#### TO DO:
Within the listing below, locate all lines containing the word "water". Copy each one.

#### INPUT DATA:
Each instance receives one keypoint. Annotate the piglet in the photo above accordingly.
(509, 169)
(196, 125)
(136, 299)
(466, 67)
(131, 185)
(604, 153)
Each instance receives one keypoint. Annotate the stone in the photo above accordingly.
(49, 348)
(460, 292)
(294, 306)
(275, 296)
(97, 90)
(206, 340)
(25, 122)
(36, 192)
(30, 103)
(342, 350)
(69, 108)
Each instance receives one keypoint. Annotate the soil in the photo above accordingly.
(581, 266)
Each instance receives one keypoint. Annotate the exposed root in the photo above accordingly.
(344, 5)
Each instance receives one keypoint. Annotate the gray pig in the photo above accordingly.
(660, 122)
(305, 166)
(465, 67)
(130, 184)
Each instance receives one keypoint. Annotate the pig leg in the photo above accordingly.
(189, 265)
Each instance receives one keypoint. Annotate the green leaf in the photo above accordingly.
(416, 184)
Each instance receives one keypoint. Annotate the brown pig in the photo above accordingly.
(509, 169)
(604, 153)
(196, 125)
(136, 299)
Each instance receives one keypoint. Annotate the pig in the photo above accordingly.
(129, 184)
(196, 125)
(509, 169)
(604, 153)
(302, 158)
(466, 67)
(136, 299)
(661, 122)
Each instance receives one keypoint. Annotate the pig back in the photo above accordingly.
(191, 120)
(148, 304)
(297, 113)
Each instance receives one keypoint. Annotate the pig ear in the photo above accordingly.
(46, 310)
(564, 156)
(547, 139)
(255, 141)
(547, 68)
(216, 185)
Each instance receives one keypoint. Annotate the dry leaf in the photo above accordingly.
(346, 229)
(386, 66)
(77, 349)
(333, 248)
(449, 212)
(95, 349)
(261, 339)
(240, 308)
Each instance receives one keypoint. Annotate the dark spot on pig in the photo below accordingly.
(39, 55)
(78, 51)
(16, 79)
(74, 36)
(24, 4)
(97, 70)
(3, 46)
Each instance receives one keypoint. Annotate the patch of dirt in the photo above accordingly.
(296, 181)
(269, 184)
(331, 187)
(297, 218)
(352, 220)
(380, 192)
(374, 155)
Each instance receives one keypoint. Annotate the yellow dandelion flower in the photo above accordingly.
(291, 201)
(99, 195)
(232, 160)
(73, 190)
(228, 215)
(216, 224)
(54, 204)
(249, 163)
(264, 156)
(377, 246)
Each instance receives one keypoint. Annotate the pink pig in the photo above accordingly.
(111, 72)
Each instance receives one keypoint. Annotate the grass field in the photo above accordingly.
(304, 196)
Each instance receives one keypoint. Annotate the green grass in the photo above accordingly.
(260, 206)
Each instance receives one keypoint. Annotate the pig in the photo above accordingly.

...

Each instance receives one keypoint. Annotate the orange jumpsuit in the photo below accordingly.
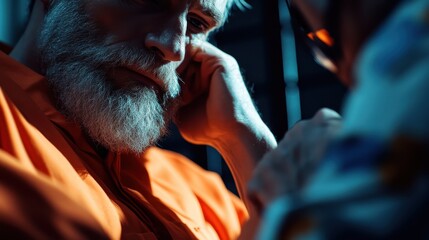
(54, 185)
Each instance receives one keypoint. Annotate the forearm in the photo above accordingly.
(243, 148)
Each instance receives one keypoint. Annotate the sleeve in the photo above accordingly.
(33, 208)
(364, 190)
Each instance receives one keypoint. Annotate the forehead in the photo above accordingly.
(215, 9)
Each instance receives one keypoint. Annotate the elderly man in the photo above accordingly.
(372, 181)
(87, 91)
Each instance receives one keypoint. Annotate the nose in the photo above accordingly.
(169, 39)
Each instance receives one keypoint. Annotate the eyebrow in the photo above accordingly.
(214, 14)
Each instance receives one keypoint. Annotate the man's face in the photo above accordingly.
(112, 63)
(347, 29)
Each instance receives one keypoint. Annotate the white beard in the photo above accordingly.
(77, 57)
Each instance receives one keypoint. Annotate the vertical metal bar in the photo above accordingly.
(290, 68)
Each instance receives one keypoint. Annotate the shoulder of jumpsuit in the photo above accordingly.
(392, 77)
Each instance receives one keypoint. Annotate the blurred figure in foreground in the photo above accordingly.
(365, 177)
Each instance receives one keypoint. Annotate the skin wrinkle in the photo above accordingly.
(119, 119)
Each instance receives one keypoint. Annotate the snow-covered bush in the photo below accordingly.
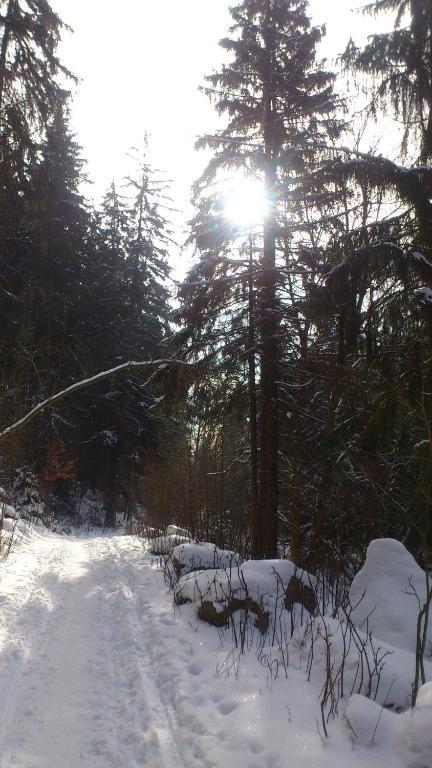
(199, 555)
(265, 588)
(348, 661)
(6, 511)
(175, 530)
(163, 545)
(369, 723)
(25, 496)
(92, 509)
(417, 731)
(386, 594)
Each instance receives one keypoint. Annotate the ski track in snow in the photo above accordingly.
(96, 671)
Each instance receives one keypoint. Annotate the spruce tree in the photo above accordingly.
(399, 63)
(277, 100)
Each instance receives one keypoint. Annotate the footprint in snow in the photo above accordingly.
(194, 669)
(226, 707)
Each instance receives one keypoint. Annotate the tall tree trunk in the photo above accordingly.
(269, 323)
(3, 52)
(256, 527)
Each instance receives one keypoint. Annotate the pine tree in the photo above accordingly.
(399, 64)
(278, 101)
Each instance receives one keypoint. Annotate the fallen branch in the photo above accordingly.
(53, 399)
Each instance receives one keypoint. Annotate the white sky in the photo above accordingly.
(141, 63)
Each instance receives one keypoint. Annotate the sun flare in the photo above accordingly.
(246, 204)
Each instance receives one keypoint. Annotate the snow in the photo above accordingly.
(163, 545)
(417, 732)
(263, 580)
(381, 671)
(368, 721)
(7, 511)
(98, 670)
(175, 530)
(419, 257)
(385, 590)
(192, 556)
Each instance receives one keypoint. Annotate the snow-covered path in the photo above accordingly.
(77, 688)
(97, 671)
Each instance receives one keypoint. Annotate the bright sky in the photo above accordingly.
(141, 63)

* * *

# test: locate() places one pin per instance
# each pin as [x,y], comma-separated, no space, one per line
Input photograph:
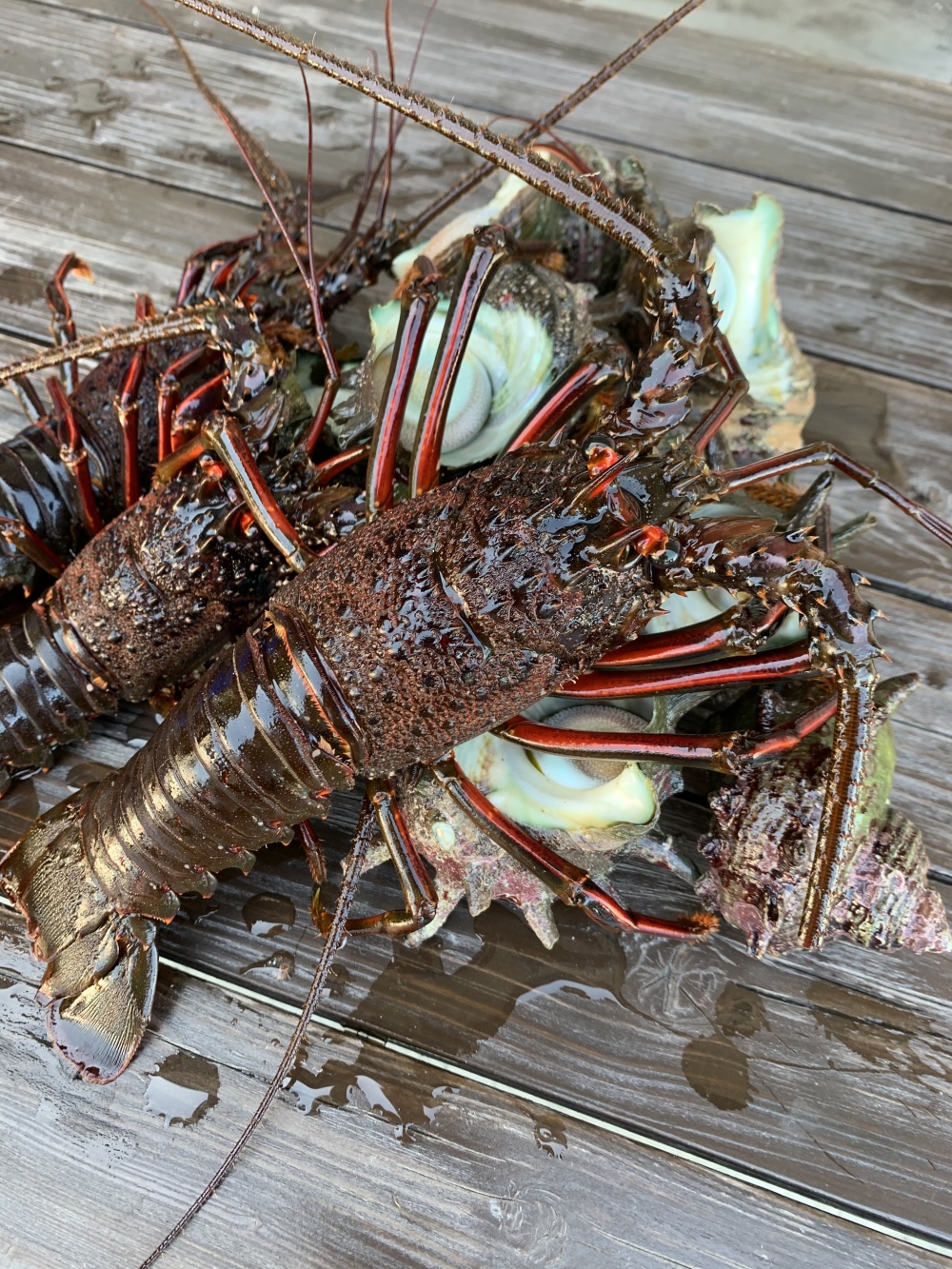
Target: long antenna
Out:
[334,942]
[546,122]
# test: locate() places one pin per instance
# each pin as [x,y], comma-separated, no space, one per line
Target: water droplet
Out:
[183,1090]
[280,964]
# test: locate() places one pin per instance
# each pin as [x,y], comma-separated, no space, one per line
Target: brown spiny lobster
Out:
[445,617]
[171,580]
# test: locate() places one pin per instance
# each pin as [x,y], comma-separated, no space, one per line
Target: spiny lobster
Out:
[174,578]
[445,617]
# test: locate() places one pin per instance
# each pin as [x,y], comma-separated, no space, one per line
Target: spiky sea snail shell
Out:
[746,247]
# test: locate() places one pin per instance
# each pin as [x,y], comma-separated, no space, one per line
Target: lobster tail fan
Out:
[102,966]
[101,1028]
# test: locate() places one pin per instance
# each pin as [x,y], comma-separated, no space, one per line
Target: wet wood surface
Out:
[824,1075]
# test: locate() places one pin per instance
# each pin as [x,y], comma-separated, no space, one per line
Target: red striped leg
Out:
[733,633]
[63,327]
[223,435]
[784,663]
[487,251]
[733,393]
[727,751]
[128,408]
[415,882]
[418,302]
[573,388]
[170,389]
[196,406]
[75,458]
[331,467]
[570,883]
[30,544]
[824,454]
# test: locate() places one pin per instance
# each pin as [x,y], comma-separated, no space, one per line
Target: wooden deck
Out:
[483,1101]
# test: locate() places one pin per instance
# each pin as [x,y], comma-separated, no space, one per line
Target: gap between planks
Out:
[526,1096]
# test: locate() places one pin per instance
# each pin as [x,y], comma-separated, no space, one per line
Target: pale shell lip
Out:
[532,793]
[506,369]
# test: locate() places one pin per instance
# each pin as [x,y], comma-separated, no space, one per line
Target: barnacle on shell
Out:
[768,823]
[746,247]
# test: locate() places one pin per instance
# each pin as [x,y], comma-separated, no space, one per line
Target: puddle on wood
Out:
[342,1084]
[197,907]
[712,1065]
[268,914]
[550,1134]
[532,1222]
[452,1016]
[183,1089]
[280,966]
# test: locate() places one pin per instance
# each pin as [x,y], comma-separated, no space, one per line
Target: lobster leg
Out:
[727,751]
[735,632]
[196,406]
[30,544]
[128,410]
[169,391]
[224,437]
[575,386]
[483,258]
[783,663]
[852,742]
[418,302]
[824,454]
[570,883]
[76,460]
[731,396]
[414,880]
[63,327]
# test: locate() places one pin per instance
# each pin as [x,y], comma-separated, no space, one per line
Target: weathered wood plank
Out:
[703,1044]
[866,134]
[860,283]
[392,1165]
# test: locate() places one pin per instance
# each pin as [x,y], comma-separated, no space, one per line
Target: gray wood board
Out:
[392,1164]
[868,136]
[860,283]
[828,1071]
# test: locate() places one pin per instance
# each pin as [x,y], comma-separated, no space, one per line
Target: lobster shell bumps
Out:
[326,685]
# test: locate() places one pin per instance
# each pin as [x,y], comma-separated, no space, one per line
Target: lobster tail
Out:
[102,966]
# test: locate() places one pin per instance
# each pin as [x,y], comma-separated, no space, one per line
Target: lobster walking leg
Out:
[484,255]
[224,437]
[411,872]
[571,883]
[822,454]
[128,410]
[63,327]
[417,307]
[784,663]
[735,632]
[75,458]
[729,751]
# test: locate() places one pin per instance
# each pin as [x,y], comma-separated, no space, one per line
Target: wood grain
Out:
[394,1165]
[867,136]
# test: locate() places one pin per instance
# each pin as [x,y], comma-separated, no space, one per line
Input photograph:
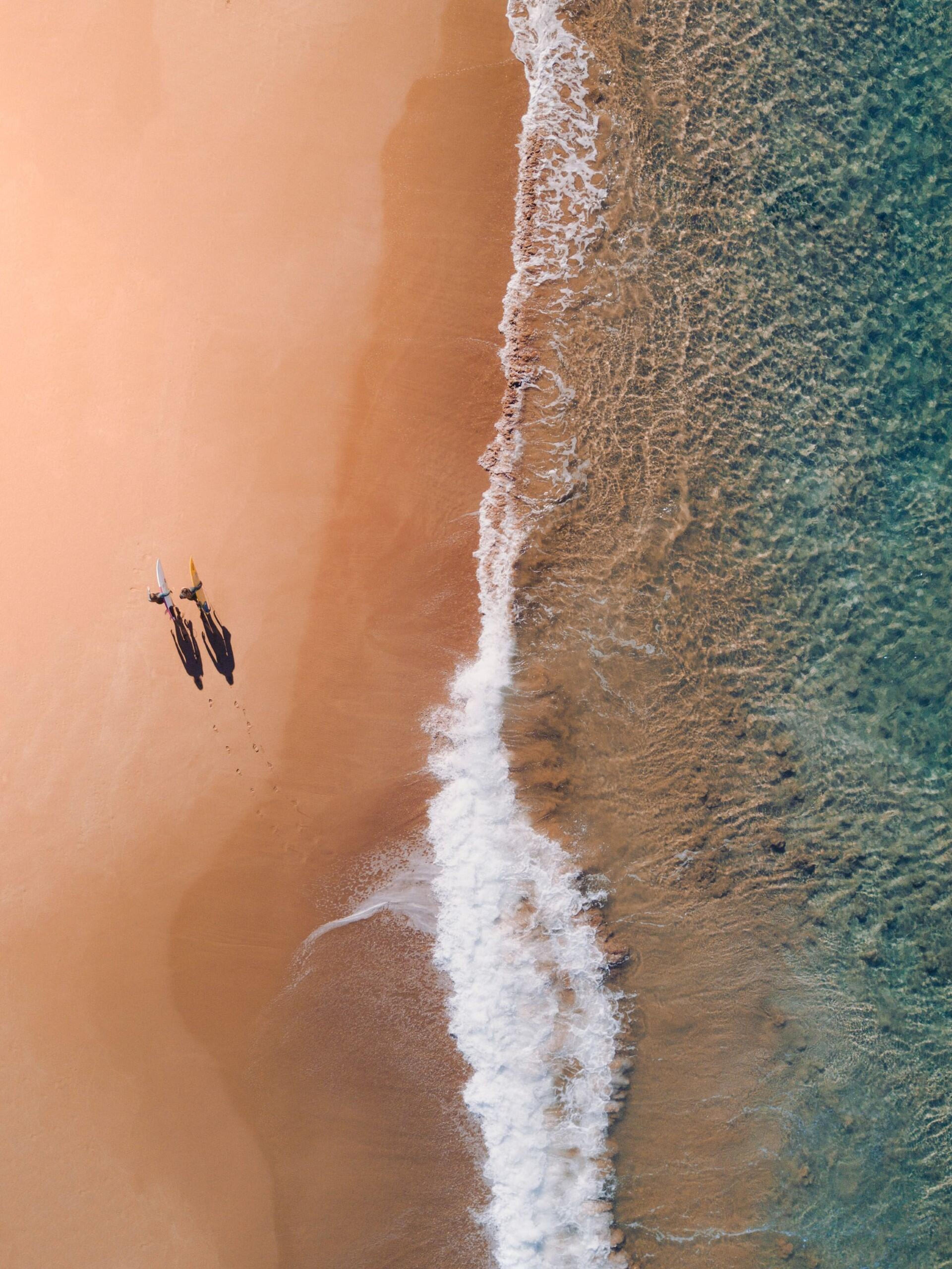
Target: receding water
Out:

#### THE COMPLETED TASK:
Target: water droplet
Target: receding water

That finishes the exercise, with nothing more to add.